Top of DATA EXTRACTS

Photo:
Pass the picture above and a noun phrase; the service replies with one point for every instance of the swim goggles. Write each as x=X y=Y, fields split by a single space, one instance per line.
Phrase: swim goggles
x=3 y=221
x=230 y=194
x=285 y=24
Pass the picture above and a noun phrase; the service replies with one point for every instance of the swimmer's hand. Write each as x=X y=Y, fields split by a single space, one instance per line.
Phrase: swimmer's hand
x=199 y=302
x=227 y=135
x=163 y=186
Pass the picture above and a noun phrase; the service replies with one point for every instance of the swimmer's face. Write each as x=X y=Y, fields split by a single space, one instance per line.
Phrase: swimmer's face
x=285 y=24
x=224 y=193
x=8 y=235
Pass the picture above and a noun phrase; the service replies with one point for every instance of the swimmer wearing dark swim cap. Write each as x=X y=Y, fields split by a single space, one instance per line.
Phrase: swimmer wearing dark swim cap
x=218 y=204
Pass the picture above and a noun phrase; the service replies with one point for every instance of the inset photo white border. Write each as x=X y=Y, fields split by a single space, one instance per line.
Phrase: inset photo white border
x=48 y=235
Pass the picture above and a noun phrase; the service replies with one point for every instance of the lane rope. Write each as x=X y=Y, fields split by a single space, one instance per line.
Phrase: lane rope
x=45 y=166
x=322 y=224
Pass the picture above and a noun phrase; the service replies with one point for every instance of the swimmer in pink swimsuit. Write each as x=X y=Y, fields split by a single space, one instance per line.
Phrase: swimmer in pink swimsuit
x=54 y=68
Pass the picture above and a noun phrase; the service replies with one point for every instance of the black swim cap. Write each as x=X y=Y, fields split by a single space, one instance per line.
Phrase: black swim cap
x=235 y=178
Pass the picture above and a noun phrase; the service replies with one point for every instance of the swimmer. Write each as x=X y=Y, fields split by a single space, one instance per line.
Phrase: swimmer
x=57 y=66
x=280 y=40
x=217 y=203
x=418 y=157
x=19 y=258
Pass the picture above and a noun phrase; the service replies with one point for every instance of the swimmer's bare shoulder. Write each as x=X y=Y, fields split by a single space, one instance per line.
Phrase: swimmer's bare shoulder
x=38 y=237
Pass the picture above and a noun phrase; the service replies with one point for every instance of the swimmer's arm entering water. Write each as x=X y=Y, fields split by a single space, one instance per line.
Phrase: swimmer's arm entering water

Bottom of DATA EXTRACTS

EXERCISE INSTRUCTIONS:
After reading the lines above, reproduce them all exactly.

EXERCISE RESULT:
Photo:
Pass the picture above and a noun phrase; the service replies with one point for every instance of the swim goggles. Write each as x=X y=Y, fields split by a single space, one instance per line.
Phrase: swim goggles
x=3 y=221
x=230 y=194
x=285 y=24
Pass the picture above and a noun phrase; the service replies with one point for every instance of the swimmer's hand. Write each as x=X y=Y, fields split by a single space, one instance per line.
Phrase: swimmer's hand
x=199 y=302
x=227 y=135
x=163 y=186
Pass the picture above and a noun phrase; the service replies with one point for every instance of the swimmer's face. Write each as x=X y=Y, fields split by a single space, one instance per line.
Phrase: swimmer's face
x=285 y=24
x=224 y=193
x=8 y=235
Pass the picture above and a noun phrase; the service replies with one point for every instance of the swimmer wearing dark swim cap. Write each as x=X y=Y, fields split by a single space, one instance per line.
Phrase: swimmer wearing dark swim cap
x=218 y=204
Pass the picture above and a noun phrase; the service replies with one point for every instance of the inset photo white border. Write each as x=X y=Y, fields split by a single space, one instance per line.
Phrase: inset photo white border
x=48 y=235
Pass the picture above and a noun phrase; the service replies with one point for every instance of the lane rope. Write each as x=X y=Y, fields split by a single space, one instance per line.
Phrase: lane rope
x=45 y=166
x=322 y=224
Pass the picture above and a noun phrase; the service replies with one point for every instance of the swimmer in pink swimsuit. Write each as x=X y=Y, fields split by a single space, one instance per line.
Phrase: swimmer in pink swimsuit
x=54 y=68
Pass the picture above and a noun phrase; the service replies with one point for every instance of the black swim cap. Write each as x=X y=Y, fields split by a single space, one instance per line.
Phrase: black swim cap
x=235 y=178
Pass the picture above and a noun phrase; the service replies with one point for every instance of the swimmer. Write each as x=X y=Y, fields split by a single space, one instance per line.
Phrase: swimmer
x=57 y=66
x=280 y=40
x=217 y=203
x=418 y=157
x=19 y=258
Pass the picture above and a noun phrase; the service replies with one point for every instance of the swimmer's bare shoulder. Write each as x=X y=Y, fields split by a single space, one instance per line.
Phrase: swimmer's bare shoulder
x=38 y=237
Pass the picture above and a noun phrase; the service replies with one point for every instance of the swimmer's arm entering water. Write each as x=X y=Y, fields split by a single space, one instance per line.
Phrase: swimmer's arm entering water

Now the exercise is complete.